### AIM OF THE TASK
Would you please write out each entry that follows, exactly as written?

### DATA SUPPLIED
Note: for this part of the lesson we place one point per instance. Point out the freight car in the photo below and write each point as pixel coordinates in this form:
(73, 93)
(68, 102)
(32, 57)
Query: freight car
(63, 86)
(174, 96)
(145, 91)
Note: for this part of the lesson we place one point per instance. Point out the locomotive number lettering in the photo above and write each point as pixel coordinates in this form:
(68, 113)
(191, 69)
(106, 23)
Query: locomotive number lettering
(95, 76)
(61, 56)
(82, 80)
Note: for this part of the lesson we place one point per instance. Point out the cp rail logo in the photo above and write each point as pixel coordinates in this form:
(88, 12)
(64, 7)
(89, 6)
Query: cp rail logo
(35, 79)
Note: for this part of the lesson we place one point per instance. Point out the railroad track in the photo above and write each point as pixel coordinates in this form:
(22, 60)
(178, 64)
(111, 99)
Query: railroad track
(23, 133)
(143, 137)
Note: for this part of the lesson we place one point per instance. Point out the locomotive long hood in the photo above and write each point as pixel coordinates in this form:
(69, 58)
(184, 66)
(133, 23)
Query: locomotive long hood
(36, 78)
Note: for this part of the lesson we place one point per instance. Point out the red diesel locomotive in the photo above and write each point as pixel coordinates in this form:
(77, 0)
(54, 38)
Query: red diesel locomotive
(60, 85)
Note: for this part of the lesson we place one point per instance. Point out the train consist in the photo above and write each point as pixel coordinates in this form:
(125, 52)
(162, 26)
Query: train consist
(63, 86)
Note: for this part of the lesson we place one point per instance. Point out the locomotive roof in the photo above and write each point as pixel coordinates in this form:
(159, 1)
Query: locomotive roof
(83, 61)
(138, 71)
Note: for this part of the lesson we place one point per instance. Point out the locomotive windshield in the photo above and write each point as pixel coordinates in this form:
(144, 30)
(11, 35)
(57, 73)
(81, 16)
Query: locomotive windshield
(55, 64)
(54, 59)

### RESULT OF THE EXERCISE
Note: for this part of the lesson we place one point per instance. Point out the freight car in the photo below and write each point as pixel coordinates in this form:
(73, 93)
(68, 102)
(32, 57)
Query: freight car
(63, 86)
(174, 96)
(145, 91)
Note: for this part of the lesson we place one point per instance. Point out the locomotive number lettering in the photo above and write each point as pixel coordinates in this form:
(68, 113)
(191, 69)
(106, 23)
Query: locomotive number lettering
(95, 76)
(61, 56)
(82, 80)
Note: for this part of the lesson we place one point per instance. Point out the cp rail logo in the photo above and write each point as pixel coordinates in this form:
(88, 12)
(64, 7)
(89, 6)
Query: cp rail logo
(35, 79)
Note: for this part of the lesson we place one point per instance. Point out the railroad track in the photo above and write each point as pixel coordinates in this form:
(22, 60)
(178, 64)
(111, 99)
Query: railroad track
(23, 133)
(143, 137)
Note: for this part of the lesson we place one point per instance. Point out the locomotive long hood in the photo above and write each point as pixel coordinates in this form:
(69, 58)
(184, 66)
(133, 23)
Query: locomotive long hood
(36, 78)
Note: for this part of the lesson we place one point per instance. Point out the red diesel locomotive in the photo above and write each point as pixel coordinates in this form:
(77, 0)
(54, 38)
Query: red diesel locomotive
(60, 85)
Note: for this part of the lesson we place one point per instance. Point out the train consist in the photo above and write each point as pixel coordinates in this form:
(125, 52)
(162, 26)
Query: train consist
(63, 86)
Note: for this part of the lesson we place one point per instance. Point out the locomotive roof in the photo above and write each point as pixel coordinates in this form:
(159, 1)
Query: locomotive roof
(83, 61)
(138, 71)
Note: for this part of the lesson we place one point per instance. Point out the locomotive windshield in the photo above and write each point as pixel coordinates in this form:
(144, 30)
(11, 35)
(57, 73)
(81, 16)
Query: locomotive windshield
(55, 64)
(54, 59)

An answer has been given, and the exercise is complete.